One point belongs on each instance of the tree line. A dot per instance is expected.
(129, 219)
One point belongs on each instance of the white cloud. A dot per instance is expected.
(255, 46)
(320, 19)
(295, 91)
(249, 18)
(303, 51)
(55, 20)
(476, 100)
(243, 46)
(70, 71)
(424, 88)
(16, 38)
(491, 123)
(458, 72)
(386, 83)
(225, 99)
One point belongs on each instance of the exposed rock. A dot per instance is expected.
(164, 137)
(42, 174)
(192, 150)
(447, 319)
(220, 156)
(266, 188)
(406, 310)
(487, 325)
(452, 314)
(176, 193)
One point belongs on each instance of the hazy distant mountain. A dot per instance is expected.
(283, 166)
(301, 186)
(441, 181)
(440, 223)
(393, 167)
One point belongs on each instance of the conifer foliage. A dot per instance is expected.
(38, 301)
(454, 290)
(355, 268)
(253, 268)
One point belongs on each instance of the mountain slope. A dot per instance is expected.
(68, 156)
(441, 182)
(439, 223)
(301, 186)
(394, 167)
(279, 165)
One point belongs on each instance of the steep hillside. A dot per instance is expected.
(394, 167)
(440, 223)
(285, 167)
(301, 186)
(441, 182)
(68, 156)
:::::
• **Exercise aim**:
Rewrite the lines above with "is expected" replaced by "is required" throughout, keeping everything else unchanged.

• **Written answer**:
One point belongs on each instance of the tree line. A dot per instance is required.
(129, 219)
One point belongs on each instance of the white cloud. A dot per instance is required.
(255, 46)
(320, 19)
(295, 91)
(249, 18)
(303, 51)
(55, 20)
(476, 100)
(243, 46)
(70, 71)
(424, 88)
(16, 38)
(491, 123)
(458, 72)
(386, 83)
(225, 99)
One point belongs on each instance of the exposed rock. A dot per instance is required.
(164, 137)
(42, 174)
(192, 150)
(447, 319)
(220, 156)
(266, 188)
(406, 310)
(487, 325)
(452, 314)
(176, 193)
One point belongs on each instance of the hazy distant mountain. A dot per instance is required.
(283, 166)
(301, 186)
(441, 181)
(440, 223)
(393, 167)
One point belongs on each instance of the conifer foliage. A dot per instance is required.
(38, 301)
(454, 290)
(355, 268)
(253, 268)
One point belongs on each instance of the mountain slope. A dot per instance is required.
(68, 156)
(441, 182)
(439, 223)
(301, 186)
(394, 167)
(279, 165)
One point belongs on each instance of the steep hillside. A dot per instance is required.
(394, 167)
(440, 223)
(285, 167)
(301, 186)
(441, 182)
(68, 156)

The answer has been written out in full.